[Natural language region descriptions]

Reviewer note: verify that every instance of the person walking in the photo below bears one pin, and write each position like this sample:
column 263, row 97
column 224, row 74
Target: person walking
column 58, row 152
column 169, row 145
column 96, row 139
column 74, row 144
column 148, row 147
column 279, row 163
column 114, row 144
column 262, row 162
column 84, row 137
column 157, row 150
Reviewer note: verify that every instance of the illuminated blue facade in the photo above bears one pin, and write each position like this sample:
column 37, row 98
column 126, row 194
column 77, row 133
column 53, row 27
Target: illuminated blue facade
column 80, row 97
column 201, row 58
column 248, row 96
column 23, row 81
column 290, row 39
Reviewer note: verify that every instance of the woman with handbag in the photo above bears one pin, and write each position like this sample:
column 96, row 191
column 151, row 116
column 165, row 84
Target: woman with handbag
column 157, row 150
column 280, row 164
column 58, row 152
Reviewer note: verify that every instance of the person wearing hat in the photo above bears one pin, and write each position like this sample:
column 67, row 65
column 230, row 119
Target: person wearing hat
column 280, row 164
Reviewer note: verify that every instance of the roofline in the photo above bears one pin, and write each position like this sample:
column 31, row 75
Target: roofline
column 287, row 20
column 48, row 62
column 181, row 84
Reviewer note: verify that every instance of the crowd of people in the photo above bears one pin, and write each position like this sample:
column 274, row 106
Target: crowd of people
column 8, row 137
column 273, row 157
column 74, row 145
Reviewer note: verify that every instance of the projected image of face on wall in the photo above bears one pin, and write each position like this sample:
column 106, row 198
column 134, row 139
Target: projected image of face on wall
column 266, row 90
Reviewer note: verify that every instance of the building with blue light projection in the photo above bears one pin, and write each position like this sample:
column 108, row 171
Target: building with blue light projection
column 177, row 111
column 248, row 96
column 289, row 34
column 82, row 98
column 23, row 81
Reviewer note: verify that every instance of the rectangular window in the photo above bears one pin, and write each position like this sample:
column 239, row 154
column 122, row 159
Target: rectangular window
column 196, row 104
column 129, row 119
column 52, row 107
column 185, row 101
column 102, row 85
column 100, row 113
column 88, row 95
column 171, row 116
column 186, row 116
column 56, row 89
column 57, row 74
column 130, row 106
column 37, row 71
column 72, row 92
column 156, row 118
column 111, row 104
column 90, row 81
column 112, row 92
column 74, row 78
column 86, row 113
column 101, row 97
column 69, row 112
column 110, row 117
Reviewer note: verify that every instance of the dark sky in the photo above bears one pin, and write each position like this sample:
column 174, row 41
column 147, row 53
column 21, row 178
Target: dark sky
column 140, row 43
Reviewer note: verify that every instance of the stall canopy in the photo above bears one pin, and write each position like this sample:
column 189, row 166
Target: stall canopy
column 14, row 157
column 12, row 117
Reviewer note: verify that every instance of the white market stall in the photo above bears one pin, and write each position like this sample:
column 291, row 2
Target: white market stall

### Your task
Which lines in the records above hold the string "white"? Copy each of them.

### Answer for the task
Reviewer note: verify that every instance of the white market stall in the photo above bears one pin, and write each position like this sample:
Target: white market stall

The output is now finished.